··· MATERIAL PROVIDED

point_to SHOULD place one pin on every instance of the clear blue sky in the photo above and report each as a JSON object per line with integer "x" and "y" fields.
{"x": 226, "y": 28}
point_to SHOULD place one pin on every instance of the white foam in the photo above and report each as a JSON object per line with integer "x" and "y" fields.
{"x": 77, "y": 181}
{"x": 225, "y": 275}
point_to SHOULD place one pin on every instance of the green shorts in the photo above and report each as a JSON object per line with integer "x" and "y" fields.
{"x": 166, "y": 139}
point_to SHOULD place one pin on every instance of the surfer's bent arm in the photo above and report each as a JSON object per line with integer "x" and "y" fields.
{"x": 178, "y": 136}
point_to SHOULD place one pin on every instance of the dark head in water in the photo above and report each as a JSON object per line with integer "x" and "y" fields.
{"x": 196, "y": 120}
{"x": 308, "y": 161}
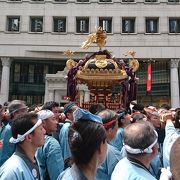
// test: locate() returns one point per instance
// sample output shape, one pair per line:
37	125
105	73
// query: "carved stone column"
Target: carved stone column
6	63
174	83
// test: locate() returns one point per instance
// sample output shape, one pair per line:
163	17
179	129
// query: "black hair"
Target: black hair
139	135
14	106
137	117
165	106
121	113
108	115
96	108
23	123
68	107
85	137
177	118
50	105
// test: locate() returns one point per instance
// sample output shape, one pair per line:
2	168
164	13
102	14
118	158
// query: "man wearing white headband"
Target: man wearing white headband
28	134
140	142
49	156
15	108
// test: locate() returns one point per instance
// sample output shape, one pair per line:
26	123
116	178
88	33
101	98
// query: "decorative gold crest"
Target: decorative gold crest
133	63
70	63
99	37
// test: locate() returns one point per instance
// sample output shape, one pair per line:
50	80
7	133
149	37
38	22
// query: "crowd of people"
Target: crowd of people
50	142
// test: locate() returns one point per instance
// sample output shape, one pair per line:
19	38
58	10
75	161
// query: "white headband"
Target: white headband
45	114
165	174
140	151
21	138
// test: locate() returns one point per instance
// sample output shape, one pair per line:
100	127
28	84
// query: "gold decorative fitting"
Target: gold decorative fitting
70	63
99	37
133	63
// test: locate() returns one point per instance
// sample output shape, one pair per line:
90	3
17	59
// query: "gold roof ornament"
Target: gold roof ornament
70	63
133	63
99	37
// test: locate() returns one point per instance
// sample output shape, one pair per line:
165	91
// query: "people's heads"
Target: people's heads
138	108
87	139
138	117
175	160
96	108
53	106
48	120
110	122
123	118
26	128
177	119
17	107
154	118
165	106
140	139
69	109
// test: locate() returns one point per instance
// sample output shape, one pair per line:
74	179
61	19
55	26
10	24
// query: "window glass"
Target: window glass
151	25
151	1
17	72
13	23
36	24
46	70
127	0
128	25
174	25
59	24
31	73
173	0
82	25
106	24
82	1
105	0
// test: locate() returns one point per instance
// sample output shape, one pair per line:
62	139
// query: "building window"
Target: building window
31	73
15	0
174	25
36	24
128	25
151	0
82	1
37	0
82	25
46	70
127	0
173	0
106	24
17	71
13	23
151	25
60	1
104	1
59	24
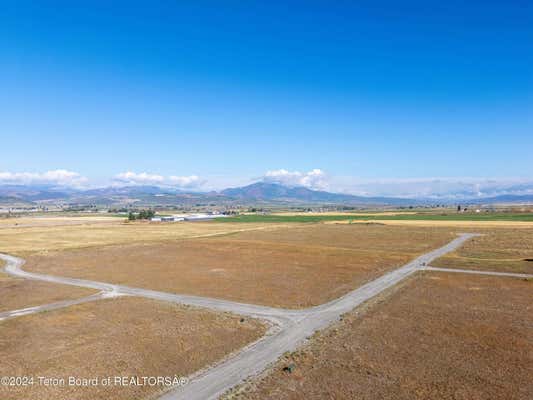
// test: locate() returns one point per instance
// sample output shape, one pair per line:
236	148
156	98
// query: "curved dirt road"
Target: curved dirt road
290	327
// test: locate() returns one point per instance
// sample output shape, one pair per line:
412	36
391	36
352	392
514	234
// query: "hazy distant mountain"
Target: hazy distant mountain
33	193
275	192
504	199
257	193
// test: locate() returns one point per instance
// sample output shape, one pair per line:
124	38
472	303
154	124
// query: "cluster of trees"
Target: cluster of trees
143	214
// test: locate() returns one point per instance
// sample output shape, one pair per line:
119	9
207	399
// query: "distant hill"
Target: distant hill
275	192
263	193
504	199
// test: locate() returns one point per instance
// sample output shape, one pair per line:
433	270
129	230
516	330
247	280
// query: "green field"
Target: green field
405	217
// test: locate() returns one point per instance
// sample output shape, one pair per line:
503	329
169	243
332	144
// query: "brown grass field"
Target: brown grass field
68	233
291	267
502	250
438	336
118	337
19	293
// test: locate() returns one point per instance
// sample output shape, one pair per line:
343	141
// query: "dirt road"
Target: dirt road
290	328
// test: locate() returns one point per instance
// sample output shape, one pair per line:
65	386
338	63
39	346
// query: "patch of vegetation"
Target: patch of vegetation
484	216
143	214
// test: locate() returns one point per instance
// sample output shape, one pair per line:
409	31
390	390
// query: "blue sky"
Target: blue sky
226	91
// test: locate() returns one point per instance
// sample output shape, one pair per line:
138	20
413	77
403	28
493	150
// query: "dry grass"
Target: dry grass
120	337
497	250
30	239
472	225
440	336
19	293
292	267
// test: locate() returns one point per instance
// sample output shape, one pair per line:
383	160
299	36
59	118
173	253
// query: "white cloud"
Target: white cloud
314	179
186	181
60	177
144	178
435	188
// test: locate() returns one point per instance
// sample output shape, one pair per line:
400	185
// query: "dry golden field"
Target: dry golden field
438	336
293	267
33	236
117	337
503	250
16	293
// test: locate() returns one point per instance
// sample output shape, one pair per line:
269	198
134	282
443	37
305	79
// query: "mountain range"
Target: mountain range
260	193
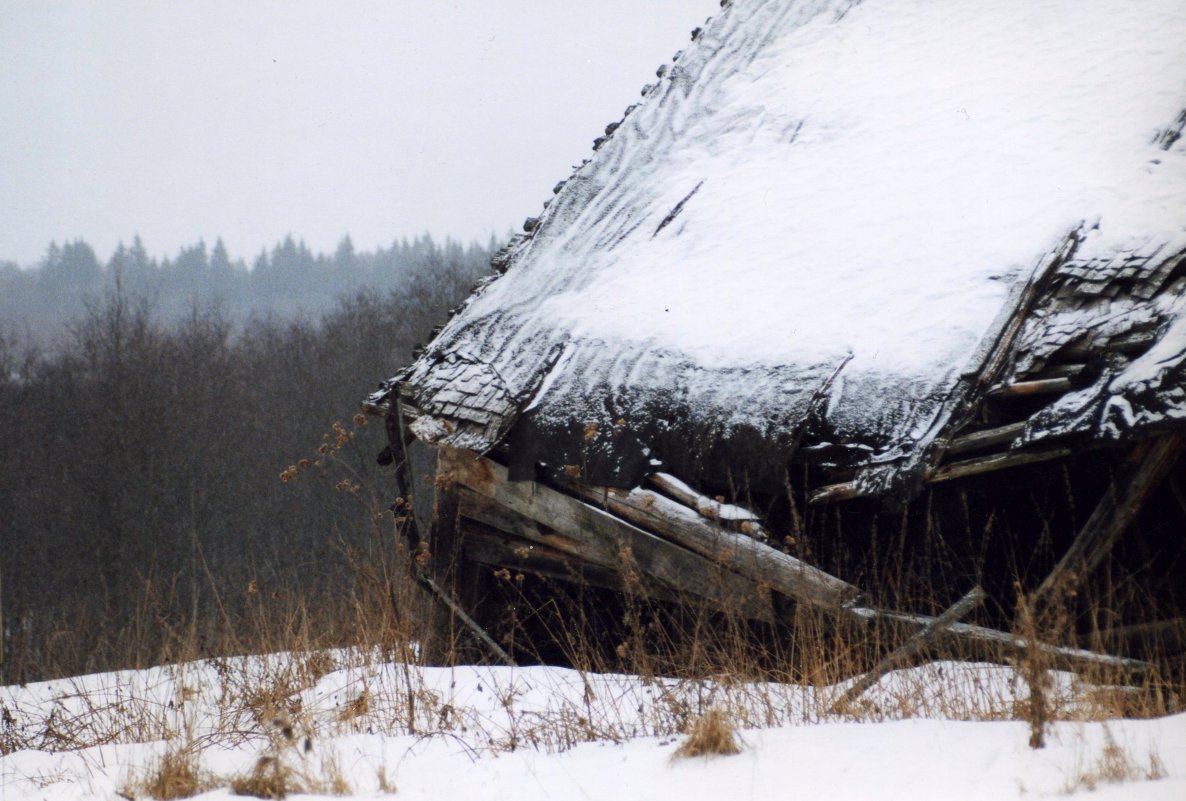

······

* _TASK REQUIREMENTS_
Should a record include a picture, drop the picture and write out the remainder exactly.

* _WRITTEN RESPONSE_
point_to SHOULD place one pin on every instance of the clear blue sky in the photo above and report each as a JSON object per line with integer "x" and "y" fields.
{"x": 226, "y": 28}
point_to SHOULD place one pin on every instance of the white foam in the photo above and report each as a JSON object per line with integer "x" and "y" fields.
{"x": 77, "y": 181}
{"x": 225, "y": 275}
point_to SHOULD place one pin on every instance of the green shorts in the photo above and report each as a JSON object per line with integer "x" and "y" fields.
{"x": 166, "y": 139}
point_to SHOULD place one pin on every instance of the surfer's bent arm in the photo above and report each as a JSON object per line with integer "x" and "y" fields.
{"x": 178, "y": 136}
point_to SHOULD place one pin on every instance of the dark head in water in the photo above and report each as a JSON object per line with integer "x" and "y" fields.
{"x": 196, "y": 120}
{"x": 308, "y": 161}
// test: locate() returns one point per instance
// sample output shape, one pair per line:
37	125
105	73
// query: "carved stone column"
Target: carved stone column
6	63
174	83
// test: locate() returns one point per instance
// sample output shape, one pair per line:
163	17
179	129
// query: "black hair"
Target: black hair
139	135
14	106
137	117
165	106
121	113
108	115
96	108
23	123
68	107
85	137
177	118
50	105
// test: locate() returns one point per instance
// sample output shape, one pair per line:
2	168
164	13
102	14
118	158
// query: "man wearing white headband"
Target: man wearing white headband
28	134
140	142
49	156
15	108
// test: locate() returns one point per instance
// sample output shape, one pair per line:
26	123
116	178
88	33
101	98
// query: "decorative gold crest"
Target: decorative gold crest
133	63
70	63
99	37
// test: locate() returns one point per instance
// sample output shape, one pair per line:
50	80
7	133
149	37
38	22
// query: "crowd of people"
Target: crowd of people
50	142
// test: locate() returns one point per instance
// sample output shape, one pair per line:
19	38
58	10
75	161
// query: "white headband"
Target: white headband
45	114
165	174
140	151
21	138
// test: locate() returns one point per instance
// sample output shape, one pair per line:
100	127
28	84
// query: "gold decorative fitting"
Target: gold decorative fitting
70	63
99	37
133	63
// test: locate() returns one point per instance
// sample output shape, one pair per line:
90	3
17	59
// query: "gold roof ornament"
Target: gold roof ornament
70	63
133	63
99	37
// test: locate() returns one point per instance
// sample output shape, one pair per line:
165	91
// query: "people's heads"
Target: people's heads
138	108
87	139
138	117
175	160
96	108
53	106
48	120
110	122
123	118
26	128
177	119
17	107
154	118
165	106
140	139
69	109
// test: locate() returns one point per instance
// sample output shape, one pair per line:
74	179
61	19
55	26
10	24
// query: "window glass"
Target: window glass
151	25
151	1
17	72
13	23
36	24
46	70
127	0
128	25
174	25
59	24
31	73
173	0
82	25
106	24
82	1
105	0
// test: locate() returns one point per instance
// sample output shape, one pair per line:
62	139
// query: "building window"
Target: building window
31	73
15	0
174	25
36	24
128	25
151	0
82	1
37	0
82	25
46	70
127	0
173	0
106	24
17	71
13	23
151	25
60	1
104	1
59	24
// test: locate() returns one point per instance
// sample output shape, one pair per line:
236	148
156	98
// query: "curved dirt road"
Target: curved dirt road
290	327
// test: locate() returns one point per instance
// sample output shape, one pair per line:
412	36
391	36
352	392
514	234
// query: "hazy distant mountain"
Target: hazy distant mountain
33	193
275	192
504	199
257	193
// test: locate() returns one point per instance
// sample output shape, one pair per line:
124	38
472	303
154	124
// query: "cluster of trees"
Target: cluster of trees
143	214
// test: locate() returns one point per instance
// sample output shape, one pair per line:
119	9
207	399
// query: "distant hill"
Target: distant hill
275	192
263	193
504	199
// test: locate() returns one point per instance
// sample output shape, one pair per line:
433	270
129	230
516	330
247	280
// query: "green field"
Target: green field
405	217
// test: locate() returns one point per instance
// sample output shape, one pair per line:
503	329
169	243
332	144
// query: "brown grass field"
Target: brown grass field
68	233
291	267
502	250
438	336
118	337
19	293
// test: locate() returns one point per instance
// sample output shape, one pair per line:
343	141
// query: "dirt road"
Target: dirt road
290	328
// test: locate() returns one point per instance
// sample output shape, one pair per line:
65	386
338	63
39	346
// query: "patch of vegetation"
Target: patch of vegetation
484	216
143	214
// test: locate() returns one point per instance
// sample output shape, one pair per line:
409	31
390	390
// query: "blue sky"
Target: blue sky
226	91
// test: locate() returns one point per instance
// sample output shape, one pair per line:
138	20
413	77
403	28
493	150
// query: "dry grass"
Target: dry grass
120	337
497	250
30	239
472	225
440	336
19	293
292	267
// test: locate() returns one point per instance
// sample output shape, one pair per line:
383	160
299	36
59	118
173	253
// query: "white cloud"
Target: white cloud
314	179
186	181
60	177
144	178
435	188
// test: locate() returns one point per instance
// sample output shape, one pair per line:
400	185
// query: "dry golden field"
Target: dry golden field
438	336
293	267
33	236
117	337
503	250
16	293
// test: locate() returns one point per instance
// sample output shape, one pair per line:
269	198
134	282
443	37
305	79
// query: "mountain range"
Target: mountain range
260	193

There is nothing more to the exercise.